(DOCUMENT TEXT):
We are into day 5 of enforced Victorian living- come and film us Channel 4. Our boiler stopped working on Sunday- no central heating or hot water all day. It is not easy to fill a bath with the kettle and a few pans. The boilerman came on Monday and said our expander unit had popped causing the system to trip out. He’s ordered a new one but no sign of it yet. We have two portable radiators and an electric fan heater Mrs Swiss had when I first met her (and it wasn’t new then). On Sunday night we bathed at friends. Boilerman did a temporary fix for us, emptying the kitchen radiator to act as an expander unit. This has, since Monday evening, provided intermittent heat and some hot water. Some as in not enough. I got those faulty boiler blues.

Son House’s blues song Death Letter plays in the film of On The Road and hearing it on the big screen last week reminded me of its power and beauty. Two clips for you…

This one, undated, but I’m guessing 1950s (?)

And this one from 1970…

And without wanting to come across as one of those authenticity blues bores, they just go to show that lights, staging, films and projections, heck, even having a guitar that’s in tune, are all a little superfluous at times.

Sacco And Venzetti Must Not Die

It’s funny how these things develop in little bursts and how one thing leads to another. My compadre, technical advisor, guitarist and brother-in-law H has started a blog called Spoken Word Rock. He posted this which I just had to re-post here; Allen Ginsberg’s poem America (which I wrote about back in August) read by Ginsberg, set to the music of Tom Waits’ Closing Time, with some great cut and paste visuals. All of which ties in with my recent rediscovery of the Beats, and has some kind of message for tomorrow’s Presidential election. Maybe.

Sacco and Venzetti were a pair of Italian-American anarchists charged with murder in the 1920s and convicted on flimsy, xenophobic/racist evidence. A witness recalled in court one of the assailants ‘moved like a foreigner’. The judge added his own prejudices and the two men were sentenced to death. Both were eventually executed.

America (Closing Time)

(DIRECTION 1):
Answer from the blog post:
(a) According to the boilerman, what part had popped and caused the system to trip out?
(b) Which Son House song plays in the film of On The Road?
(c) What is the name of the blog that H has started?
(DIRECTION 2): Reproduce the blog post between "Sacco and Venzetti were" and "America (Closing Time)", inclusive.
The items that follow have no connection to the blog post.

(DATASET RECORDS):

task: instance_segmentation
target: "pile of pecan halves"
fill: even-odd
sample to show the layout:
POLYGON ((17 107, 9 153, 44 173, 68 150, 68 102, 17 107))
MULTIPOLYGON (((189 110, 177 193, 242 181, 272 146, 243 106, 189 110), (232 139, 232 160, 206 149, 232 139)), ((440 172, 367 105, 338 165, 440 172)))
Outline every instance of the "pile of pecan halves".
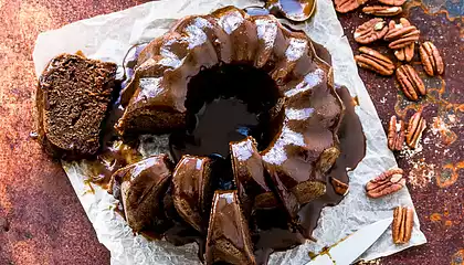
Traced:
MULTIPOLYGON (((369 0, 335 0, 335 8, 340 13, 352 11, 369 0)), ((426 95, 423 81, 410 63, 414 59, 415 45, 419 46, 420 60, 424 72, 430 75, 441 75, 444 64, 436 46, 425 41, 420 43, 420 31, 407 19, 401 18, 399 23, 393 19, 387 21, 386 17, 394 17, 402 12, 405 0, 378 0, 378 3, 362 8, 362 12, 376 18, 365 22, 355 30, 355 41, 362 44, 355 61, 359 67, 370 70, 383 76, 396 74, 399 87, 409 100, 420 100, 426 95), (398 61, 366 45, 381 42, 391 50, 398 61)), ((410 118, 408 126, 397 116, 392 116, 388 129, 388 147, 392 151, 401 151, 404 146, 415 149, 425 130, 425 119, 422 110, 410 118)), ((394 193, 405 186, 402 169, 396 168, 383 172, 366 184, 366 194, 377 199, 394 193)), ((408 243, 413 226, 412 208, 398 206, 393 211, 392 235, 396 244, 408 243)))

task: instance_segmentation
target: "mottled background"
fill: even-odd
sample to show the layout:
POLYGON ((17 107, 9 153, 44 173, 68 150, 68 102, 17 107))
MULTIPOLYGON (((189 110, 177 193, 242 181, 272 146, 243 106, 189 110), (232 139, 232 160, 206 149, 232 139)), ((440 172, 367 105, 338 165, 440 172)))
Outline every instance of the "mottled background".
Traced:
MULTIPOLYGON (((60 165, 30 138, 35 89, 32 50, 40 32, 97 14, 119 11, 135 0, 0 0, 0 265, 109 264, 60 165)), ((429 244, 372 264, 463 264, 464 259, 464 15, 463 0, 408 3, 403 13, 431 40, 446 63, 443 77, 424 76, 429 96, 411 104, 392 77, 360 71, 378 113, 428 120, 422 148, 397 158, 429 244)), ((355 26, 369 18, 339 15, 354 49, 355 26)), ((390 54, 391 55, 391 54, 390 54)), ((415 60, 418 62, 418 60, 415 60)))

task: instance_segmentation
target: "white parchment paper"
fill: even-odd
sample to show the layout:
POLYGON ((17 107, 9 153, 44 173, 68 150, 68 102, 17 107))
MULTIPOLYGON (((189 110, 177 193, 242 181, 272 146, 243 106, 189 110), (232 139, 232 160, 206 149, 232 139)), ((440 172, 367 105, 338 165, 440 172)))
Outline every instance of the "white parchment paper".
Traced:
MULTIPOLYGON (((127 50, 137 43, 150 41, 165 33, 176 19, 188 14, 209 13, 223 6, 239 8, 261 4, 257 0, 166 0, 141 4, 120 12, 99 15, 78 21, 62 29, 39 35, 33 60, 38 76, 46 63, 60 53, 75 53, 81 50, 89 57, 123 63, 127 50)), ((323 44, 331 54, 335 82, 346 85, 352 96, 358 96, 359 115, 367 138, 367 153, 355 171, 349 173, 350 192, 337 206, 323 210, 314 236, 317 243, 308 242, 287 252, 275 253, 270 264, 300 265, 309 261, 308 252, 318 253, 321 247, 337 243, 348 234, 375 221, 392 216, 397 205, 412 205, 407 189, 379 200, 365 195, 363 184, 397 162, 387 148, 387 139, 373 104, 360 80, 352 52, 342 28, 337 20, 330 0, 317 0, 315 15, 303 30, 316 42, 323 44)), ((143 152, 166 152, 166 137, 156 138, 155 144, 144 146, 143 152)), ((125 221, 114 212, 115 200, 106 191, 93 187, 95 193, 87 192, 84 183, 85 162, 63 162, 63 168, 93 223, 99 242, 112 255, 112 264, 199 264, 197 246, 189 244, 175 247, 167 242, 148 242, 143 236, 135 236, 125 221)), ((362 256, 373 259, 387 256, 407 247, 425 243, 415 216, 412 239, 409 244, 396 246, 388 230, 362 256)))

(TASK OUTPUT 1):
(a) The expander unit.
(b) Death Letter.
(c) Spoken Word Rock.

(TASK OUTPUT 2):
Sacco and Venzetti were a pair of Italian-American anarchists charged with murder in the 1920s and convicted on flimsy, xenophobic/racist evidence. A witness recalled in court one of the assailants ‘moved like a foreigner’. The judge added his own prejudices and the two men were sentenced to death. Both were eventually executed.

America (Closing Time)